課題: ヤマドリ観察の日記から、「ズームしているため荒い画像に」を含む語句で写し始め、「引かれながらもその場を後に。」まで来たら止めて、その範囲を一字一句変えずに書き写してもらえますか。

抜粋:
本日更新する日記は先月17日の観察分から。

 

この日の観察を綴るにあたり、今回は更に日付けを遡り時系列に話を進めたいと思います。

 

西表島から戻った翌日の12月11日、旅の疲れを引き摺りながら仕事にあたっていたところ衝撃的な場面に遭遇。

 

 

社用車で移動中、目撃したのは田んぼに群れるヤマドリの姿でした。

 

田んぼにヤマドリが出ているなど思いもよらず、当初は雌のキジだと誤認しましたが真横を通過する際にヤマドリだと気付き急停車。

 

車を後退させスマホで撮影した画像がこちらです。

 

 

ズームしているため荒い画像になってしまいましたが2羽のヤマドリを写すことに成功しました。

 

この他にも2羽のヤマドリが見られ田んぼで採餌をしていたのは計4羽。

 

「山に棲むはずのヤマドリが何故」と思わされましたが、この時は勤務中であったためゆっくり見ている訳にもいかず後ろ髪を引かれながらもその場を後に。

 

この日以降、同じ場所を通る度に田んぼを注視しましたが3日後の12月14日、全く同じ場所で2羽のヤマドリを確認。

 

 

両日の撮影データがこちらです。

 

【 12月11日 】

【 12月14日 】


 

見ての通り撮影時刻はほぼ同じ。

 

こちらの場所は勤務中に何度も通りましたがその他の時間帯に見られることなく、決まった時間に現れるのであれば狙って観察することができるはず。

 

これまでにヤマドリは何度か目にしているものの出会いはいつも偶然。

見つけては咄嗟にカメラを構え撮影するというのがほとんどで、観察らしい観察をしたことはありませんでした。

 

 

“二度あるとは三度ある”ということわざ通りであるならば次の機会こそ証拠写真ではなく綺麗な写真を残したい。

 

こうした思いもあって社用車にカメラを積もうか悩みましたが、モノがモノだけに今一つ気持ちが乗りません。

 

 

そして翌日の12月15日。

同じ時間帯に田んぼの様子を眺めながら走っていると...

 

 

「カメラ持ってくりゃよかったぁぁぁ」

 

 

この時目にしたのは5羽のヤマドリ。

 

驚きと喜び、そして後悔と様々な気持ちが入り乱れるなか群れるヤマドリを見ていましたが勤務中という現実。

 

長居できるような状況にありませんでしたが、何よりも今後のことを考え余計な刺激を与えないことが最良の選択肢でした。

資料データ:
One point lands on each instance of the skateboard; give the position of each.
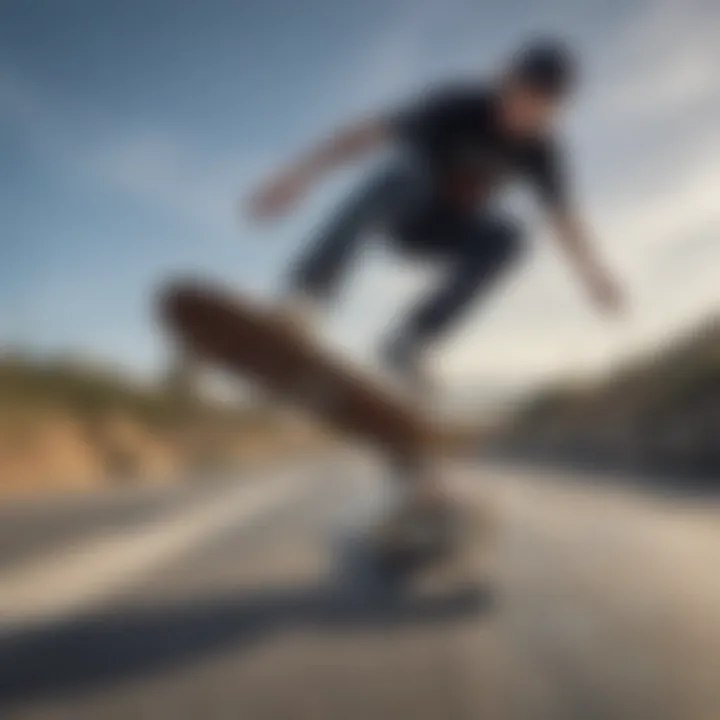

解答例:
ズームしているため荒い画像になってしまいましたが2羽のヤマドリを写すことに成功しました。

 

この他にも2羽のヤマドリが見られ田んぼで採餌をしていたのは計4羽。

 

「山に棲むはずのヤマドリが何故」と思わされましたが、この時は勤務中であったためゆっくり見ている訳にもいかず後ろ髪を引かれながらもその場を後に。